* **PROBLEM**:
Would you copy out each line of the records below that includes the word "marker"?

[Data records]
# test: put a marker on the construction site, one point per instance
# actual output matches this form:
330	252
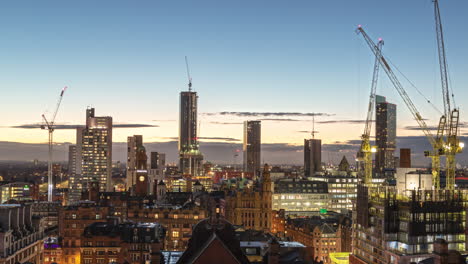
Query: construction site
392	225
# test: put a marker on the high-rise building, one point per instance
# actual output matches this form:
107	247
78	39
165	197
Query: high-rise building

==

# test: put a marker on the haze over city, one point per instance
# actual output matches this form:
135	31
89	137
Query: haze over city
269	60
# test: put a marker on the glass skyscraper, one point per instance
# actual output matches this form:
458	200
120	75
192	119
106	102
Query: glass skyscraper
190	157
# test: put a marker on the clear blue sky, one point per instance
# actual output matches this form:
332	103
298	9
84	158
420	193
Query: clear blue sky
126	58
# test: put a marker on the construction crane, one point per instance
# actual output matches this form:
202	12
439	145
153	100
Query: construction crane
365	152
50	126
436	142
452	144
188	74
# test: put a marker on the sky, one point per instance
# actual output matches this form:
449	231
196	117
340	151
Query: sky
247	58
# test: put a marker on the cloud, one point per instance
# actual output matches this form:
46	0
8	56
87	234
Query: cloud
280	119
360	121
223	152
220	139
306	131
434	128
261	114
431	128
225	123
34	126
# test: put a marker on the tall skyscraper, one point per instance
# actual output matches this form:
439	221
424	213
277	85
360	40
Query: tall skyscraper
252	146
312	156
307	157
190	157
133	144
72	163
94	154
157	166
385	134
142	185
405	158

==

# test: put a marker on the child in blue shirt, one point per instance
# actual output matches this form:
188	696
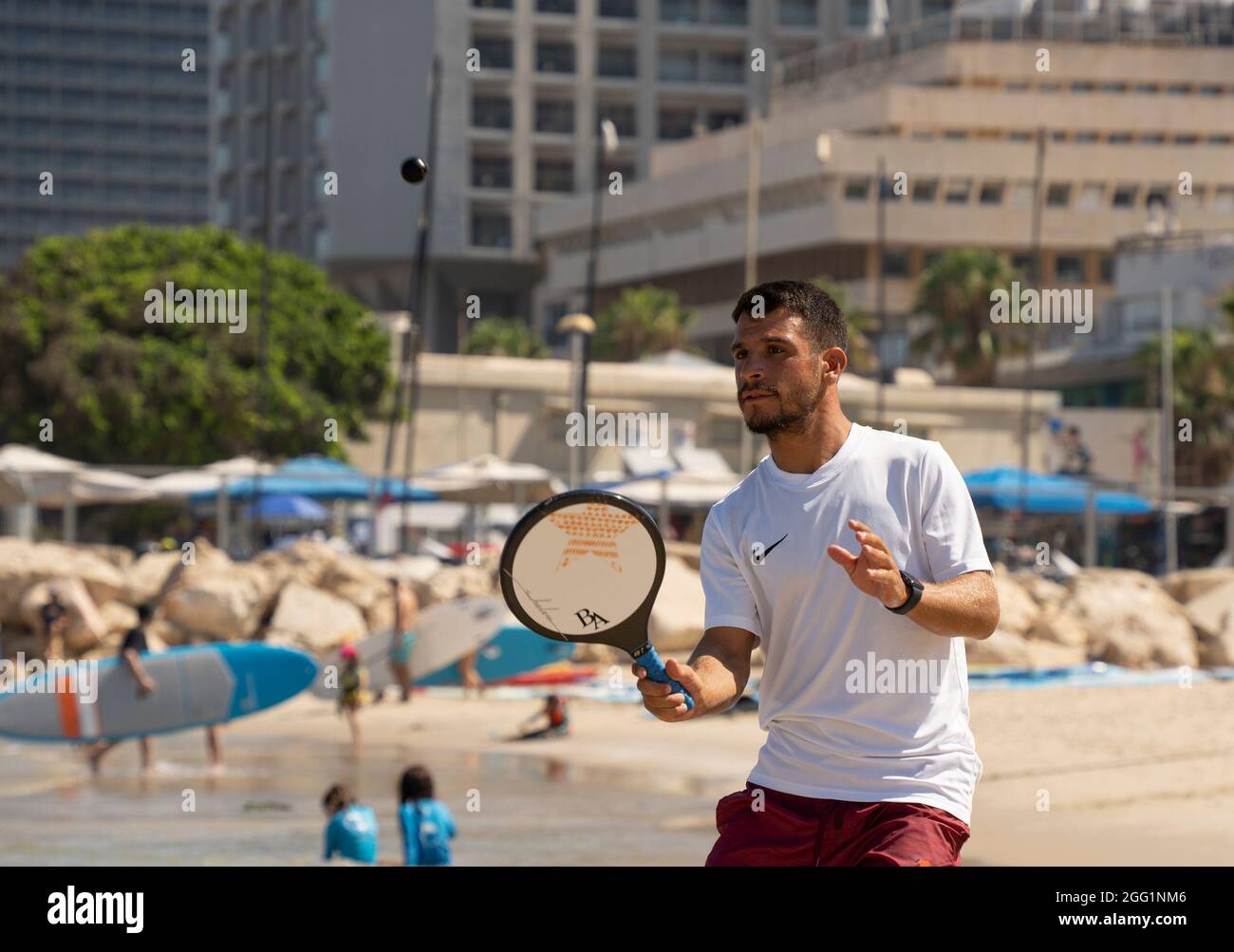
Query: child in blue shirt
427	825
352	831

* **ANSWER FOR THE TASK**:
# test: put a marker on the construction site, one point per instance
# test: put a marker on the high-rise building, one point per instance
# test: put a marker on the haze over city, one point per instance
# test: put a marker on the glass skyscraper, one point per instance
# test: put a marker on the clear blue sky, one point per instance
# test: put a marker on the construction crane, one point per instance
# test: put a marker on the sky, one point per instance
# test: put a marker on the cloud, one point per instance
# test: put a marker on the tall skyscraper, one point per instance
# test: put a marker on the child in blue shirt, one point per instance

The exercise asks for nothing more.